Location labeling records
○ ○ ○ ○ ○
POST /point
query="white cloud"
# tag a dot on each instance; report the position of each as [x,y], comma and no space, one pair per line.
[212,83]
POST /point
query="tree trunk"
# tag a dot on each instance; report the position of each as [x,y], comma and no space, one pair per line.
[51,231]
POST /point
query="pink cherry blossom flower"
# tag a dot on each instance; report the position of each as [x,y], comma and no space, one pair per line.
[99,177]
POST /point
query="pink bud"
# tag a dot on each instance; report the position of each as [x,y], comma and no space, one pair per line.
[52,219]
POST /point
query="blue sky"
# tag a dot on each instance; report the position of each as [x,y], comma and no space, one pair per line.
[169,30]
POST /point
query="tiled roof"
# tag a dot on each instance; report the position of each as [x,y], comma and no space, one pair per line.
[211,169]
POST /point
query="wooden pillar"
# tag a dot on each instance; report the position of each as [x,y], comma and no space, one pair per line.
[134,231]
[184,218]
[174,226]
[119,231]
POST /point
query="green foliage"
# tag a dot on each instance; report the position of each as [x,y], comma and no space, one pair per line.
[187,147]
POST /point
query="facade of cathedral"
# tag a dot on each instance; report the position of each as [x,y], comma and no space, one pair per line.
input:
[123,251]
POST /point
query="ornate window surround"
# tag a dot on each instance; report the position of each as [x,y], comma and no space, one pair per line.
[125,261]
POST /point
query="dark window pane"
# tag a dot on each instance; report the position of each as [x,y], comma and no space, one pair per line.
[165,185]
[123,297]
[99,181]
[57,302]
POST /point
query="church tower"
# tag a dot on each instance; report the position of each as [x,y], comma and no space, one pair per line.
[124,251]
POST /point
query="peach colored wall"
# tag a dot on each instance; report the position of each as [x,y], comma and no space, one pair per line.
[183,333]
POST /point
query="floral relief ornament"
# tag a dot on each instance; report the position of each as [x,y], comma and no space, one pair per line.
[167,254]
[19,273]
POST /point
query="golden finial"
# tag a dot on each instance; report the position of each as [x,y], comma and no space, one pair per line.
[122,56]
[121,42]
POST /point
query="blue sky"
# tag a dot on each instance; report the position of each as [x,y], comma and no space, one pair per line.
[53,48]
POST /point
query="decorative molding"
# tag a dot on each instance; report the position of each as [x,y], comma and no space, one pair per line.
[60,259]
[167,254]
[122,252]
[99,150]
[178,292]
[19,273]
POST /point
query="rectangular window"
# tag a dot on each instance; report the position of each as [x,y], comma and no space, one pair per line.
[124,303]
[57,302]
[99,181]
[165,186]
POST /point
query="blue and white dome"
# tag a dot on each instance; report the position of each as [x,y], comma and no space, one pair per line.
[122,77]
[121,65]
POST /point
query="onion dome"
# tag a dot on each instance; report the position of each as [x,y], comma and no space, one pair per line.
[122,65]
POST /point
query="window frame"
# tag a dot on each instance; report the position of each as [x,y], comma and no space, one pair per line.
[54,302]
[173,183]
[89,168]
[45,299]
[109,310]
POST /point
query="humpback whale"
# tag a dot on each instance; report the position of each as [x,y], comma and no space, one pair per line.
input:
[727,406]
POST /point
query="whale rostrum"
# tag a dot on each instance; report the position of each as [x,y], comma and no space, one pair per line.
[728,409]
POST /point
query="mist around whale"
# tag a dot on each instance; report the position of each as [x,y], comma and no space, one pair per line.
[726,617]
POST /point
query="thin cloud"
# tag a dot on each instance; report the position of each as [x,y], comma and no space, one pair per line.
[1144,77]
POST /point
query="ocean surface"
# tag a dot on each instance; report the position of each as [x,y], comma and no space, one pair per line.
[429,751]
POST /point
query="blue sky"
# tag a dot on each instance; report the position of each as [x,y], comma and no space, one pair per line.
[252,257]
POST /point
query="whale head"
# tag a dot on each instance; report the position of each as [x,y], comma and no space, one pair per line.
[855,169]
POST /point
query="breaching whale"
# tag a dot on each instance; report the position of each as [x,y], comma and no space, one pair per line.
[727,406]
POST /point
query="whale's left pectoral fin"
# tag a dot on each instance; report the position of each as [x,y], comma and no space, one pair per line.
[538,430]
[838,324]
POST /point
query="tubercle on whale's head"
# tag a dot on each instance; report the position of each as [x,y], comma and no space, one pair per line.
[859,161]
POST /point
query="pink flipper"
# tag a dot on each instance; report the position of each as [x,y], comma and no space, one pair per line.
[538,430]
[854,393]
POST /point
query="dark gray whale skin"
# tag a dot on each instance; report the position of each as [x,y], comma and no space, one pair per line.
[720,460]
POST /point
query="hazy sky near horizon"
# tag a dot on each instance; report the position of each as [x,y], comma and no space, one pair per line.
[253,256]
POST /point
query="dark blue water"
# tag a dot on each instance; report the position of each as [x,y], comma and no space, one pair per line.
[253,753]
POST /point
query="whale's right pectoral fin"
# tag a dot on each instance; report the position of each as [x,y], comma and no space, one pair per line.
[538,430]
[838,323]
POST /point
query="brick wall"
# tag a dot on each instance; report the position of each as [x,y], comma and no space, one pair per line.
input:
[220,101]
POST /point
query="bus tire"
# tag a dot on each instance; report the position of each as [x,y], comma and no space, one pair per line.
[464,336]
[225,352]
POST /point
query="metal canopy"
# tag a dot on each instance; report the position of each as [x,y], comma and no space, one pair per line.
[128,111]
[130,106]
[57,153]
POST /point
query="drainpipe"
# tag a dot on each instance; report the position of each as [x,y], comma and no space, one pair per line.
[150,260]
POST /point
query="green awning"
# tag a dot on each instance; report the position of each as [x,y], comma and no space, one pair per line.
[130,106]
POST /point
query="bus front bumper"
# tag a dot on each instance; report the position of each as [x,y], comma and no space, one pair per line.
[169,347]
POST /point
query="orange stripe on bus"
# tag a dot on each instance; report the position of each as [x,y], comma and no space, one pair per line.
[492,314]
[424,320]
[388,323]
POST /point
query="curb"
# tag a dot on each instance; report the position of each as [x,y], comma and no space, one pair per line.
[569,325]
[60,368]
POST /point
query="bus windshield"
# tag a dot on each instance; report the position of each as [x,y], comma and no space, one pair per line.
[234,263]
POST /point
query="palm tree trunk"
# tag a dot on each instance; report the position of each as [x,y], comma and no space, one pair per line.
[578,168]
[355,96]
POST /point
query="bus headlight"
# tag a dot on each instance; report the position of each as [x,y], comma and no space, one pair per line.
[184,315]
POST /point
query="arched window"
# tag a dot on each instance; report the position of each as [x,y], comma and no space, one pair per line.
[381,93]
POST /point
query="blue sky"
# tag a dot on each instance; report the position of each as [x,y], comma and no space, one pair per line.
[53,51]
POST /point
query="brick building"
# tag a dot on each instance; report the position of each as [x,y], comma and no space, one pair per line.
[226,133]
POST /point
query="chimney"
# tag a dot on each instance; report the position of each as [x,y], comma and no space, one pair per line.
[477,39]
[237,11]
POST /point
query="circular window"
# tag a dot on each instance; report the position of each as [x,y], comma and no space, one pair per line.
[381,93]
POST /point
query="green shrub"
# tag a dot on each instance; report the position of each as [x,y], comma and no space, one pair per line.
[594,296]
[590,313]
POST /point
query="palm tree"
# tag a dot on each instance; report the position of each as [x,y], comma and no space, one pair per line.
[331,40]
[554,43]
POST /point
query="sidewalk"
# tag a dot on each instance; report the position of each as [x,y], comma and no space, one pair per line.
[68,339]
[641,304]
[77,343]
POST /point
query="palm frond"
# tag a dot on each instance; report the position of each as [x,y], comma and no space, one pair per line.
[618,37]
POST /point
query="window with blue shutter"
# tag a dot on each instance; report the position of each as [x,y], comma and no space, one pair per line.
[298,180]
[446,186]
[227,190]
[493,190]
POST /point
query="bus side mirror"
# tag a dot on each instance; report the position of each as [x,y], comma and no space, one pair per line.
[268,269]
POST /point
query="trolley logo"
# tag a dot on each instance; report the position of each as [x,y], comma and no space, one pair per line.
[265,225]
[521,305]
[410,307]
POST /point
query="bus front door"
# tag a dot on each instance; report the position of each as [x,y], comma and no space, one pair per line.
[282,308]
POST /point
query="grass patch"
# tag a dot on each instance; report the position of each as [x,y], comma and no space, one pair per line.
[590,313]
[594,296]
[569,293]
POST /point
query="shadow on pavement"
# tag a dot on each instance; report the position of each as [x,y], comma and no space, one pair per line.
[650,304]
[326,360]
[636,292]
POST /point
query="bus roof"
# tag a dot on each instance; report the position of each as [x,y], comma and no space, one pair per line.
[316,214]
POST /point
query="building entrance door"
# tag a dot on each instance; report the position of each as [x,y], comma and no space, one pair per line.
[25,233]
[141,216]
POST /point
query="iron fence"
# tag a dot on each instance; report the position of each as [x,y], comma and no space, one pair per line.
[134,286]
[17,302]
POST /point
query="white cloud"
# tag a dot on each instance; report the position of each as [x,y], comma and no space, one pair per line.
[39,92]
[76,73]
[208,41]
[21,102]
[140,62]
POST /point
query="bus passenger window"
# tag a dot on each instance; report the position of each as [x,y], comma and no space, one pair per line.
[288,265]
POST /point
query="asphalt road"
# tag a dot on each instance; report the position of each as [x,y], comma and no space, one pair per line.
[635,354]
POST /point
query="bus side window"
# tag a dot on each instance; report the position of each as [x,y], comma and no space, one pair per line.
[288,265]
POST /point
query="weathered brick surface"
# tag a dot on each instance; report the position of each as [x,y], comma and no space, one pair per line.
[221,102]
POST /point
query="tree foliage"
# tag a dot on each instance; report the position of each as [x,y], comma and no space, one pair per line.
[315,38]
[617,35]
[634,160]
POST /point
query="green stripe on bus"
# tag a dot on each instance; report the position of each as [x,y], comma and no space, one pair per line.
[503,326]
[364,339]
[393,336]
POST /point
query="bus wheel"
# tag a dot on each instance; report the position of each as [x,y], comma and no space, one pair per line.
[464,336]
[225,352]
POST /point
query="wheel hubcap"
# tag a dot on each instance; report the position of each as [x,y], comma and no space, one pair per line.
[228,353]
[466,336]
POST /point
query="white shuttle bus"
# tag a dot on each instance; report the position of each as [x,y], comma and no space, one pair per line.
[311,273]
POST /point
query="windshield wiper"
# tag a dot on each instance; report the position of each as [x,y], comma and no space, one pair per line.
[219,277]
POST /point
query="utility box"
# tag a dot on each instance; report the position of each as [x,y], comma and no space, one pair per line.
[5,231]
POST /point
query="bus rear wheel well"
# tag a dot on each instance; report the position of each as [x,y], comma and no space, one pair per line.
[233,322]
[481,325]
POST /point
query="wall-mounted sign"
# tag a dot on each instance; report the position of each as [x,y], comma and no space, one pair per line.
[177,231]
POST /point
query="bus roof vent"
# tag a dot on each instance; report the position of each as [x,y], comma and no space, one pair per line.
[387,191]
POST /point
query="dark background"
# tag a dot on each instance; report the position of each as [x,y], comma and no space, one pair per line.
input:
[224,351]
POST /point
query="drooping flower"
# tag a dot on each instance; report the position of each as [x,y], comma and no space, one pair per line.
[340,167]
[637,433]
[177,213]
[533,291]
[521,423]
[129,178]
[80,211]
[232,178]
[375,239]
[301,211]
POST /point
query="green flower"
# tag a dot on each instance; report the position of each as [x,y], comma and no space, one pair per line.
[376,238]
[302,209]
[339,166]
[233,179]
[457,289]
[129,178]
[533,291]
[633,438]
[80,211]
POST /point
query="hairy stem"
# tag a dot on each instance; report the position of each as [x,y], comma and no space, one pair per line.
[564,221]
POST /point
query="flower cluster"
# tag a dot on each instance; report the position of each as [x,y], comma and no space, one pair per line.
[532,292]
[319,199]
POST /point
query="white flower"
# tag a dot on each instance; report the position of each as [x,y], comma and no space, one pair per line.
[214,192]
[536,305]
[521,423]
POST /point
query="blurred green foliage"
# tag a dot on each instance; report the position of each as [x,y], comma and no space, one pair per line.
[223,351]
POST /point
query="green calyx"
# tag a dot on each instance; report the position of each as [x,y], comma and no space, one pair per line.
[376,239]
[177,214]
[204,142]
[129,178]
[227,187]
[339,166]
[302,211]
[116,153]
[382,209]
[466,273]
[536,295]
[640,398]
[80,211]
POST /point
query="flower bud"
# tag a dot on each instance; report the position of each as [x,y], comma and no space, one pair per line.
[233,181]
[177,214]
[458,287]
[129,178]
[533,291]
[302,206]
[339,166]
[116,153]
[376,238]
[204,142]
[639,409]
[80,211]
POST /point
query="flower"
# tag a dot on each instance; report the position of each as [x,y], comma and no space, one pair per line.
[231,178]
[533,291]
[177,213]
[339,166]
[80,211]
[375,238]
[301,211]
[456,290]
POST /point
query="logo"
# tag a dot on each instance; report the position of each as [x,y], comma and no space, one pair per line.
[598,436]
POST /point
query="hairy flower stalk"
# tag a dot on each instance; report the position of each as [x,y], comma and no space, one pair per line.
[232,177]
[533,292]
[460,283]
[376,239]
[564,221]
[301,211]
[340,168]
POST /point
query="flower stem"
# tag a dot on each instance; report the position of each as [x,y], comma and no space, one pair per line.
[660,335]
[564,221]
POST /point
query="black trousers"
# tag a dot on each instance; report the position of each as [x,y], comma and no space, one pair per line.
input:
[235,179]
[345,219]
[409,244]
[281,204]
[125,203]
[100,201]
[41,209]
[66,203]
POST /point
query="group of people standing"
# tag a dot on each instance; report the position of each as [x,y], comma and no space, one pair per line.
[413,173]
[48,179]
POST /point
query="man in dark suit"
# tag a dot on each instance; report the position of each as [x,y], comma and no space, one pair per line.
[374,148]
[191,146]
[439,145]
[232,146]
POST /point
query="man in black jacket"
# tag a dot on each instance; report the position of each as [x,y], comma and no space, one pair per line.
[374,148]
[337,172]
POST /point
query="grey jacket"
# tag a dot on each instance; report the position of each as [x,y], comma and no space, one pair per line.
○ ○ ○ ○ ○
(WHAT IS ASKED) Show every line of the records that contains the word "black", copying each one in full.

(RESULT)
query="black trousers"
query="man in black jacket"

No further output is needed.